• [WHAT YOU NEED TO DO]:
Copy the lines of the listing below verbatim, from its start through the line containing "box: [606, 302, 665, 354]". Leave out the pictures.

*** Opening RECORD SET ***

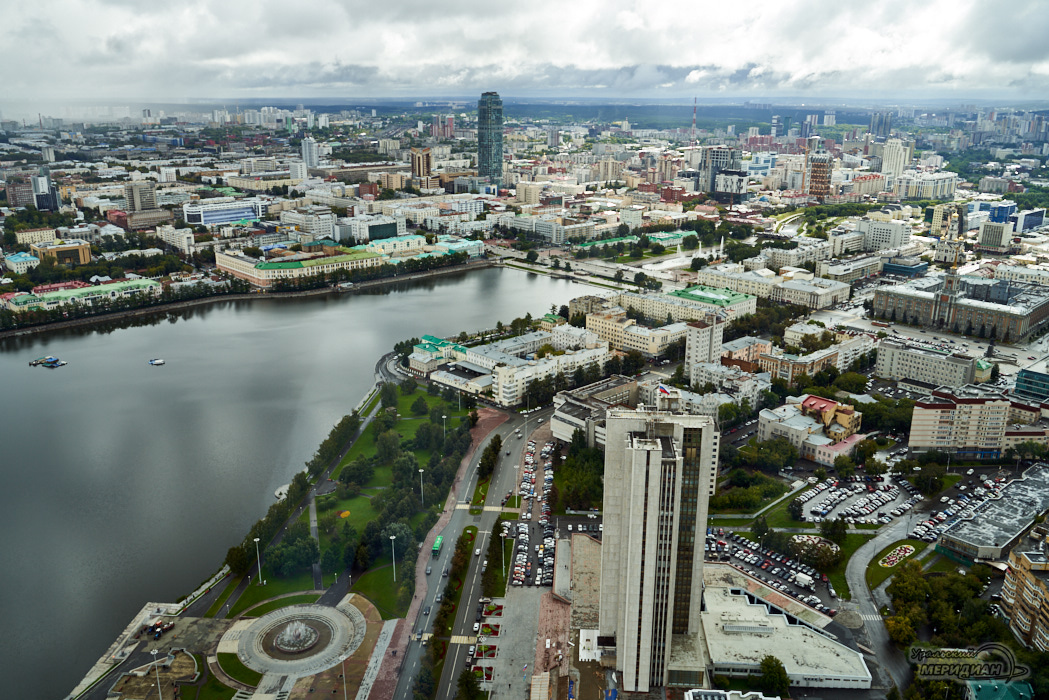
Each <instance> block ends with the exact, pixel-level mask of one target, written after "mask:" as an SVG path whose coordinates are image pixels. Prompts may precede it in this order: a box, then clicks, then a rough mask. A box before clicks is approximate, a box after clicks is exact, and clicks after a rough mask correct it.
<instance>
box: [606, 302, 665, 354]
mask: <svg viewBox="0 0 1049 700" xmlns="http://www.w3.org/2000/svg"><path fill="white" fill-rule="evenodd" d="M685 328H686V326H685V323H683V322H678V323H668V324H667V325H664V326H661V327H658V328H649V327H647V326H644V325H641V324H639V323H638V322H637V321H636V320H635V319H633V318H629V317H628V316H627V315H626V312H625V311H624V310H623V309H622V307H620V306H613V307H611V309H607V310H605V311H599V312H596V313H593V314H587V315H586V330H587V331H593V332H594V333H596V334H597V335H598V337H600V338H601V339H602V340H606V341H608V345H609V346H611V347H612V349H616V351H621V352H624V353H628V352H630V351H637V352H639V353H641V354H642V355H644V356H645V357H647V358H652V357H660V356H662V355H663V354H664V353H665V352H666V349H667V347H669V346H670V344H671V343H673V342H677V341H679V340H681V339H683V338H684V337H685Z"/></svg>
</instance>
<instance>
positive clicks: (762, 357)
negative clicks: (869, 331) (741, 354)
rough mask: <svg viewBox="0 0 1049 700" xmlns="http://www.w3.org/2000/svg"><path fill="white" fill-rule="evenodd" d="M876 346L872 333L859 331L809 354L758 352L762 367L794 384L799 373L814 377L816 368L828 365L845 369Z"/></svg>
mask: <svg viewBox="0 0 1049 700" xmlns="http://www.w3.org/2000/svg"><path fill="white" fill-rule="evenodd" d="M874 348H875V345H874V340H873V339H872V338H871V336H868V335H864V334H858V335H855V336H852V337H850V338H848V339H847V340H843V341H841V342H838V343H835V344H834V345H831V346H830V347H828V348H826V349H821V351H816V352H814V353H809V354H808V355H792V354H790V353H784V352H783V351H780V349H778V348H774V349H772V351H769V352H768V353H763V354H762V355H759V356H758V359H757V363H758V364H759V365H761V366H762V369H763V370H765V372H768V373H770V374H771V375H772V377H773V378H776V377H778V378H779V379H783V380H786V381H787V382H788V383H790V384H793V383H794V382H795V381H797V378H798V377H799V376H800V375H808V376H810V377H812V376H814V375H815V374H816V373H817V372H819V370H821V369H826V368H828V367H835V368H836V369H837V370H838V372H845V370H847V369H848V368H849V366H850V365H851V364H852V363H853V362H855V361H856V360H858V359H859V358H860V357H861V356H862V355H863V354H864V353H870V352H871V351H873V349H874Z"/></svg>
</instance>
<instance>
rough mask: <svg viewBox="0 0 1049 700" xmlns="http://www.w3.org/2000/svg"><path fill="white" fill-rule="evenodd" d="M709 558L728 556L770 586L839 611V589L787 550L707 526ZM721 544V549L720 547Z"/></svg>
mask: <svg viewBox="0 0 1049 700" xmlns="http://www.w3.org/2000/svg"><path fill="white" fill-rule="evenodd" d="M706 544H707V548H708V550H709V551H707V553H706V557H707V559H708V560H727V561H729V563H730V564H731V565H732V566H734V567H735V568H736V569H738V570H740V571H743V572H745V573H747V574H749V575H751V576H753V577H754V578H757V579H758V580H762V581H764V582H765V584H766V585H767V586H769V587H770V588H773V589H775V590H777V591H779V592H780V593H784V594H786V595H789V596H791V597H793V598H796V599H797V600H798V601H800V602H804V603H805V604H807V606H809V607H810V608H813V609H815V610H817V611H819V612H821V613H823V614H826V615H830V616H831V617H833V616H834V615H837V612H838V611H837V604H836V598H837V592H836V591H834V589H833V588H831V587H830V585H829V584H828V581H827V577H826V576H823V575H821V574H820V573H819V572H818V571H816V570H815V569H813V568H812V567H809V566H806V565H804V564H801V563H800V561H795V560H794V559H792V558H791V557H790V556H788V555H787V554H784V553H782V552H775V551H773V550H771V549H768V548H767V547H762V546H759V545H757V544H756V543H754V542H752V540H750V539H747V538H746V537H744V536H743V535H740V534H735V533H733V532H725V530H724V528H720V529H718V530H716V531H715V530H714V528H709V529H708V530H707V543H706ZM719 548H721V550H722V551H721V552H719V551H718V549H719Z"/></svg>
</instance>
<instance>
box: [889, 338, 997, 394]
mask: <svg viewBox="0 0 1049 700" xmlns="http://www.w3.org/2000/svg"><path fill="white" fill-rule="evenodd" d="M976 363H977V359H976V358H975V357H971V356H969V355H963V354H961V353H950V352H947V351H941V349H939V348H934V347H929V346H926V345H924V344H922V343H915V342H909V341H905V340H895V339H893V338H884V339H882V340H881V341H880V342H879V343H878V360H877V363H876V364H875V374H876V375H877V376H878V377H881V378H882V379H892V380H895V381H901V380H908V379H917V380H919V381H923V382H929V383H932V384H936V385H937V386H962V385H964V384H970V383H971V382H972V381H973V377H975V375H976Z"/></svg>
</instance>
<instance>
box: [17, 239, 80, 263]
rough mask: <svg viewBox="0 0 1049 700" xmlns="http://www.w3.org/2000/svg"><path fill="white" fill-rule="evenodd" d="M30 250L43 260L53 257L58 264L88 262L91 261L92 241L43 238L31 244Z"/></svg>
mask: <svg viewBox="0 0 1049 700" xmlns="http://www.w3.org/2000/svg"><path fill="white" fill-rule="evenodd" d="M29 252H30V253H33V254H34V255H36V256H37V257H38V258H40V259H41V260H43V259H44V258H51V259H52V260H55V262H56V263H57V264H87V263H88V262H90V261H91V243H89V242H87V241H86V240H81V239H80V238H67V239H58V238H56V239H55V240H42V241H40V242H37V243H33V245H30V246H29Z"/></svg>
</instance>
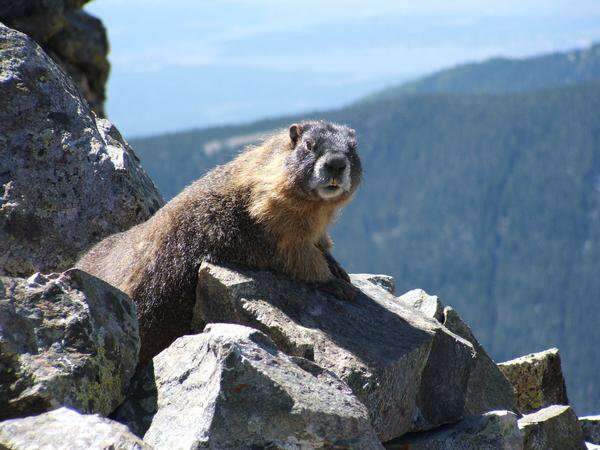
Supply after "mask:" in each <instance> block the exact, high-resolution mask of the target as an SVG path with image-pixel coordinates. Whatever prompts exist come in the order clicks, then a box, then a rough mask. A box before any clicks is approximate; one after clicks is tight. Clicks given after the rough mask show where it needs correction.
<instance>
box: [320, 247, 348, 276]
mask: <svg viewBox="0 0 600 450" xmlns="http://www.w3.org/2000/svg"><path fill="white" fill-rule="evenodd" d="M323 254H324V255H325V259H326V260H327V266H328V267H329V270H330V271H331V274H332V275H333V276H334V277H335V278H338V279H340V280H343V281H346V282H348V283H350V277H349V276H348V273H347V272H346V271H345V270H344V268H343V267H342V266H340V264H339V263H338V262H337V261H336V260H335V258H334V257H333V256H331V253H329V252H324V253H323Z"/></svg>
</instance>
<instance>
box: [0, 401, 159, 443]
mask: <svg viewBox="0 0 600 450" xmlns="http://www.w3.org/2000/svg"><path fill="white" fill-rule="evenodd" d="M0 448H2V449H8V450H36V449H43V450H64V449H67V448H68V449H69V450H90V449H91V450H95V449H112V450H150V449H151V447H150V446H149V445H147V444H145V443H144V442H143V441H142V440H141V439H139V438H138V437H137V436H135V435H134V434H132V433H131V432H130V431H129V430H128V429H127V427H125V426H124V425H121V424H120V423H117V422H113V421H112V420H108V419H105V418H104V417H100V416H98V415H83V414H79V413H78V412H76V411H73V410H71V409H68V408H59V409H56V410H54V411H50V412H47V413H44V414H40V415H39V416H33V417H27V418H24V419H12V420H6V421H4V422H0Z"/></svg>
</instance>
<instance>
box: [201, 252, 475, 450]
mask: <svg viewBox="0 0 600 450" xmlns="http://www.w3.org/2000/svg"><path fill="white" fill-rule="evenodd" d="M361 289H364V290H365V292H368V294H369V295H370V296H368V295H366V294H363V295H358V296H357V299H356V300H355V301H354V302H348V301H344V300H339V299H337V298H335V297H332V296H330V295H327V294H324V293H322V292H320V291H318V290H316V289H315V288H314V287H311V286H310V285H307V284H306V283H299V282H296V281H293V280H290V279H289V278H287V277H284V276H282V275H278V274H275V273H272V272H268V271H256V270H249V269H243V268H239V267H237V268H236V267H234V266H218V265H215V264H210V263H203V264H202V266H201V268H200V271H199V280H198V291H197V303H196V310H195V313H194V317H195V322H196V328H197V329H201V327H202V326H203V324H204V323H207V322H230V323H239V324H243V325H247V326H251V327H254V328H257V329H260V330H261V331H263V332H264V333H266V334H267V335H268V336H269V337H271V339H272V340H273V341H274V342H275V343H276V344H277V346H278V348H279V349H280V350H281V351H283V352H285V353H287V354H289V355H295V356H301V357H304V358H307V359H310V360H313V361H314V362H315V363H316V364H318V365H319V366H321V367H323V368H325V369H327V370H330V371H331V372H333V373H335V374H336V375H337V376H338V377H340V378H341V379H342V380H343V381H345V382H346V383H347V384H348V385H349V386H350V388H351V389H352V390H353V392H354V393H355V395H356V396H357V397H358V398H359V399H360V400H361V401H362V402H363V403H364V404H365V405H366V406H367V408H368V410H369V414H370V417H371V421H372V424H373V427H374V428H375V431H376V432H377V434H378V435H379V438H380V439H381V440H382V441H386V440H390V439H393V438H394V437H397V436H400V435H402V434H404V433H406V432H408V431H414V430H423V429H430V428H433V427H436V426H439V425H441V424H444V423H450V422H455V421H457V420H460V419H461V418H462V417H463V416H464V415H465V413H466V410H465V397H466V390H467V383H468V379H469V375H470V373H471V370H472V369H473V362H474V358H473V357H474V349H473V347H472V345H471V344H470V343H468V342H467V341H465V340H464V339H462V338H460V337H458V336H456V335H454V334H452V333H451V332H449V331H448V330H447V329H445V328H444V327H443V326H442V325H440V324H439V323H438V322H437V321H434V320H431V319H428V318H427V317H425V316H424V315H422V314H421V313H419V312H418V311H416V310H414V309H412V308H409V307H407V306H405V305H403V304H402V303H401V302H398V301H397V299H396V297H394V296H393V295H392V294H390V293H389V292H387V291H386V290H385V289H383V288H381V287H379V286H376V285H373V284H370V286H369V288H368V289H367V288H365V287H364V286H363V287H361Z"/></svg>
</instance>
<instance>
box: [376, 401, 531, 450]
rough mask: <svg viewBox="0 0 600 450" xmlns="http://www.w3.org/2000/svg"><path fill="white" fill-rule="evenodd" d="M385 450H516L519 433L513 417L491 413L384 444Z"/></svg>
mask: <svg viewBox="0 0 600 450" xmlns="http://www.w3.org/2000/svg"><path fill="white" fill-rule="evenodd" d="M385 448H386V449H388V450H408V449H410V450H488V449H489V450H497V449H503V450H518V449H522V448H523V434H522V433H521V431H520V430H519V427H518V426H517V416H516V415H515V414H514V413H512V412H509V411H491V412H488V413H486V414H483V415H479V416H471V417H467V418H466V419H464V420H462V421H460V422H458V423H456V424H453V425H446V426H444V427H441V428H440V429H437V430H432V431H426V432H421V433H411V434H409V435H406V436H403V437H401V438H398V439H394V440H393V441H392V442H388V443H387V444H385Z"/></svg>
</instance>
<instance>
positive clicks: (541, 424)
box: [519, 405, 585, 450]
mask: <svg viewBox="0 0 600 450" xmlns="http://www.w3.org/2000/svg"><path fill="white" fill-rule="evenodd" d="M519 428H520V429H521V431H523V435H524V439H525V441H524V442H525V447H524V448H525V450H570V449H585V443H584V441H583V433H582V431H581V426H580V425H579V422H578V421H577V416H576V415H575V413H574V412H573V409H571V407H570V406H567V405H552V406H548V407H546V408H544V409H541V410H539V411H536V412H534V413H531V414H527V415H525V416H523V417H522V418H521V419H519Z"/></svg>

*** Closing RECORD SET ***

• [OUTPUT FOR THIS TASK]:
Each <instance> block ends with the exact, pixel-level mask of one target, written after "mask:" as an SVG path whose coordinates are image pixels. Prompts may precede it in this order: a box, then clicks, then a rough mask. A box before clicks is approximate, a box after clicks is exact, and clicks after a rough mask correct it.
<instance>
box: [606, 302, 665, 354]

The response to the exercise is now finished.